··· Data provided

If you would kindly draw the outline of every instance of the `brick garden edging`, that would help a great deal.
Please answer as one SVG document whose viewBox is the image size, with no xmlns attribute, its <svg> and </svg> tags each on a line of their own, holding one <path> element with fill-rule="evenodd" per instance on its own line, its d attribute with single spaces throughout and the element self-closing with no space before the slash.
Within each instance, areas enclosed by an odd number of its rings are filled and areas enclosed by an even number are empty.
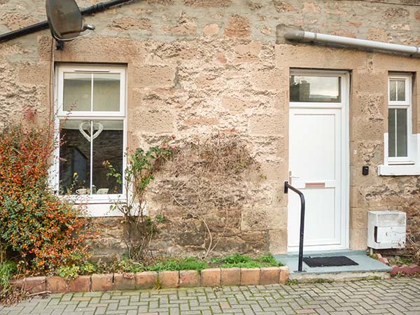
<svg viewBox="0 0 420 315">
<path fill-rule="evenodd" d="M 204 269 L 201 273 L 197 270 L 181 270 L 101 274 L 79 276 L 75 279 L 66 279 L 61 276 L 34 276 L 13 280 L 12 283 L 29 293 L 45 291 L 64 293 L 150 289 L 157 286 L 167 288 L 284 284 L 288 276 L 289 270 L 287 267 L 237 267 Z"/>
</svg>

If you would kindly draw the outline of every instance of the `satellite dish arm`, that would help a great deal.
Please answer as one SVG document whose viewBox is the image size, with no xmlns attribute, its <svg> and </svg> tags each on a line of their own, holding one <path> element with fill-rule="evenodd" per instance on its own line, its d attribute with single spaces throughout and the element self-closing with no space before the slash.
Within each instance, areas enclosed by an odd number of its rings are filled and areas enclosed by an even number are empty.
<svg viewBox="0 0 420 315">
<path fill-rule="evenodd" d="M 90 14 L 96 13 L 97 12 L 107 10 L 111 6 L 118 6 L 118 4 L 122 4 L 131 1 L 132 0 L 111 0 L 106 2 L 101 2 L 80 10 L 80 13 L 82 13 L 82 15 L 88 15 Z M 86 29 L 92 29 L 91 28 L 88 27 L 90 27 L 90 25 L 86 25 L 85 27 Z M 0 35 L 0 42 L 10 41 L 10 39 L 20 37 L 28 34 L 32 34 L 43 29 L 46 29 L 48 28 L 48 22 L 47 21 L 40 22 L 22 29 L 17 29 L 15 31 L 9 31 L 8 33 L 5 33 Z"/>
</svg>

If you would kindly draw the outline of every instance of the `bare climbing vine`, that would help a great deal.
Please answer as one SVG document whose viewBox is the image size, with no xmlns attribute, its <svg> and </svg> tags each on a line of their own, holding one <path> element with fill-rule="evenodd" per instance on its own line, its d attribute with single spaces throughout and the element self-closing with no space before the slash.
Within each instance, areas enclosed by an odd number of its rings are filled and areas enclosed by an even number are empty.
<svg viewBox="0 0 420 315">
<path fill-rule="evenodd" d="M 244 189 L 237 189 L 244 186 L 244 173 L 258 166 L 236 134 L 216 133 L 206 139 L 183 141 L 178 148 L 172 161 L 175 179 L 165 185 L 162 195 L 188 217 L 202 222 L 206 258 L 225 234 L 230 211 L 240 209 L 246 200 L 241 193 Z M 220 220 L 221 233 L 216 236 L 215 227 L 220 230 Z"/>
</svg>

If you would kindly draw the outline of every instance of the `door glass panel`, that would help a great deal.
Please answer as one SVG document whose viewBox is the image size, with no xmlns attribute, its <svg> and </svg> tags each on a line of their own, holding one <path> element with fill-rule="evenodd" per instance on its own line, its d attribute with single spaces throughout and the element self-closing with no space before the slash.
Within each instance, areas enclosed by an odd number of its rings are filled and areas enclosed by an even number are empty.
<svg viewBox="0 0 420 315">
<path fill-rule="evenodd" d="M 397 81 L 397 99 L 405 101 L 405 81 Z"/>
<path fill-rule="evenodd" d="M 66 120 L 62 123 L 59 147 L 59 188 L 62 195 L 89 194 L 90 187 L 90 122 Z"/>
<path fill-rule="evenodd" d="M 407 108 L 388 111 L 388 155 L 390 158 L 407 156 Z"/>
<path fill-rule="evenodd" d="M 120 74 L 93 74 L 93 110 L 120 111 Z"/>
<path fill-rule="evenodd" d="M 395 108 L 388 110 L 388 156 L 397 156 L 396 146 L 396 111 Z"/>
<path fill-rule="evenodd" d="M 397 82 L 395 80 L 389 80 L 389 100 L 397 100 Z"/>
<path fill-rule="evenodd" d="M 341 78 L 290 76 L 290 101 L 340 103 Z"/>
<path fill-rule="evenodd" d="M 407 156 L 407 109 L 397 109 L 397 156 Z"/>
<path fill-rule="evenodd" d="M 90 111 L 92 74 L 64 74 L 63 110 Z"/>
<path fill-rule="evenodd" d="M 122 120 L 94 120 L 93 122 L 92 187 L 93 194 L 120 194 L 122 187 L 116 178 L 107 176 L 109 170 L 104 165 L 108 161 L 122 175 Z"/>
</svg>

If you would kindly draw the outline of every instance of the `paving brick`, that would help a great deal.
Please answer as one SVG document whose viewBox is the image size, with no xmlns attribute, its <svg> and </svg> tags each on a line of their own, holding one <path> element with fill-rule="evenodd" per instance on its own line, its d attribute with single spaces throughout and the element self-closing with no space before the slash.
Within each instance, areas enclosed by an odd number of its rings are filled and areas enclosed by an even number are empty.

······

→ **Exercise aim**: Pull out every line of the data above that contains the string "brick". Treat uppercase and lowercase as different.

→ **Task output**:
If you would kindly draw the outline of every instance of the `brick garden edging`, that would help a great deal.
If you would kindly draw the outline of every instance of the `paving brick`, that would help a great deal.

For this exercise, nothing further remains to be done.